Start of Material supplied

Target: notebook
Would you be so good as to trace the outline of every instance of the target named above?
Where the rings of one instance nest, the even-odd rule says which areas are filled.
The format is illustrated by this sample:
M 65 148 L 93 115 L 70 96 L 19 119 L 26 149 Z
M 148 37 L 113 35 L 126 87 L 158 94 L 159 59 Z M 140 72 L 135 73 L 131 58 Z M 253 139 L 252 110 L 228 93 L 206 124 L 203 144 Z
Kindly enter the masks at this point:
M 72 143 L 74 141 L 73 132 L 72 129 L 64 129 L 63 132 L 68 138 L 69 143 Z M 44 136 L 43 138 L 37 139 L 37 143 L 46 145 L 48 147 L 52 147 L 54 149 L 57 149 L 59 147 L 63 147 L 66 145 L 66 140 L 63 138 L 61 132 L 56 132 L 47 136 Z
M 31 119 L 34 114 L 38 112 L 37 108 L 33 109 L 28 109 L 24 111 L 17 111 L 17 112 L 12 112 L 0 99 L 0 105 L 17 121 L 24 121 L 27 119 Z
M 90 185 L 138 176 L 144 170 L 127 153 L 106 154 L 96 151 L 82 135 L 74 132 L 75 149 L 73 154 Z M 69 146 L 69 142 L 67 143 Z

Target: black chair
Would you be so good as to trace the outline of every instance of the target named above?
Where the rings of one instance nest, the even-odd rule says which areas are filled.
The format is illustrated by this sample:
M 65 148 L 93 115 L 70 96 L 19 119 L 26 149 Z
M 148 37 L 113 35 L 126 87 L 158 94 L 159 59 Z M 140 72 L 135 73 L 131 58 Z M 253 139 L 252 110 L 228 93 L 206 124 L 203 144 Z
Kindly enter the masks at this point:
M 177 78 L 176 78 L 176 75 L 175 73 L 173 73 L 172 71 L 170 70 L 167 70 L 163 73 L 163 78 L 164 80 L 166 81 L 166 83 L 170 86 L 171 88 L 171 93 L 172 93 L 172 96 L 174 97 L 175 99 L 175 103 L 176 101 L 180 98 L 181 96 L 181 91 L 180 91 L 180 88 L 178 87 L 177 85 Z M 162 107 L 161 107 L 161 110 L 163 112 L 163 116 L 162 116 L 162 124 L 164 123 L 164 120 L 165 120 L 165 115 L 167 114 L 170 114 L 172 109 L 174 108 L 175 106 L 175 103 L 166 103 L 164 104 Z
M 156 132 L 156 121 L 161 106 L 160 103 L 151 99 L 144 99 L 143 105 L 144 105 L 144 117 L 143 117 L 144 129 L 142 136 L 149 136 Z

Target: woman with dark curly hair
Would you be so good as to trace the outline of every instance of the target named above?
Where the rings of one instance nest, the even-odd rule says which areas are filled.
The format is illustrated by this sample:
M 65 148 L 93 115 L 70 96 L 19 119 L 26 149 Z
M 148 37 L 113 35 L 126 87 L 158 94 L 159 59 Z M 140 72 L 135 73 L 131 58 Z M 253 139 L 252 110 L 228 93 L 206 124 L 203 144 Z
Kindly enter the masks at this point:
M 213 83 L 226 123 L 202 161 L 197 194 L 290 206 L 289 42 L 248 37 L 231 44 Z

End of Material supplied

> [Problem requirements]: Set down each record verbatim.

> [Result for this task]:
Target: notebook
Would you be so good as to trace the outline of every instance of the target named above?
Where the rings of one instance nest, the even-odd rule says which areas are filled.
The format is illustrated by this sample:
M 65 148 L 93 115 L 70 96 L 19 119 L 26 149 Z
M 148 37 L 113 35 L 126 87 L 158 94 L 159 59 Z M 140 72 L 135 73 L 131 58 Z M 253 139 L 252 110 L 228 93 L 206 124 L 203 144 Z
Kindly enter the masks at this point:
M 72 143 L 74 141 L 73 132 L 72 129 L 64 129 L 63 132 L 68 138 L 69 143 Z M 44 136 L 43 138 L 37 139 L 37 143 L 46 145 L 48 147 L 52 147 L 54 149 L 57 149 L 59 147 L 63 147 L 66 145 L 66 140 L 63 138 L 61 132 L 56 132 L 47 136 Z
M 31 119 L 34 114 L 38 112 L 37 108 L 33 109 L 28 109 L 24 111 L 17 111 L 17 112 L 12 112 L 0 99 L 0 105 L 17 121 L 24 121 L 27 119 Z
M 90 185 L 138 176 L 144 170 L 127 153 L 106 154 L 96 151 L 82 135 L 74 132 L 75 149 L 73 154 Z M 69 146 L 69 142 L 67 143 Z

Target: black chair
Would you be so good as to trace the outline of every instance of the target named above?
Where the rings of one instance nest, the even-odd rule says which areas are filled.
The format is illustrated by this sample:
M 65 148 L 93 115 L 70 96 L 19 119 L 26 149 Z
M 148 37 L 113 35 L 126 87 L 158 94 L 159 59 Z M 140 72 L 135 73 L 131 58 Z M 253 139 L 252 110 L 228 93 L 206 124 L 203 144 Z
Kindly enter the masks at this point:
M 177 78 L 176 78 L 176 75 L 175 73 L 173 73 L 172 71 L 170 70 L 167 70 L 163 73 L 163 78 L 164 80 L 166 81 L 166 83 L 170 86 L 171 88 L 171 93 L 172 93 L 172 96 L 174 97 L 175 99 L 175 103 L 176 101 L 180 98 L 181 96 L 181 91 L 180 91 L 180 88 L 178 87 L 177 85 Z M 162 107 L 161 107 L 161 110 L 163 112 L 163 116 L 162 116 L 162 124 L 164 123 L 164 120 L 165 120 L 165 115 L 167 114 L 170 114 L 172 109 L 174 108 L 175 106 L 175 103 L 166 103 L 164 104 Z
M 156 132 L 156 121 L 161 106 L 160 103 L 151 99 L 144 99 L 143 105 L 144 105 L 144 117 L 143 117 L 144 129 L 142 136 L 149 136 Z

Target: woman with dark curly hair
Would you be so good as to trace the outline of every instance of the target named above?
Where the rings of one instance nest, the even-odd rule says which areas are filled.
The format is illustrated by this sample:
M 65 148 L 93 115 L 70 96 L 19 119 L 26 149 Z
M 148 37 L 113 35 L 126 87 L 158 94 L 159 59 Z M 140 72 L 135 73 L 131 58 Z M 253 139 L 252 110 L 228 93 L 206 124 L 203 144 Z
Kindly enter the masks at this point:
M 213 83 L 226 123 L 202 161 L 197 194 L 290 206 L 289 42 L 248 37 L 231 44 Z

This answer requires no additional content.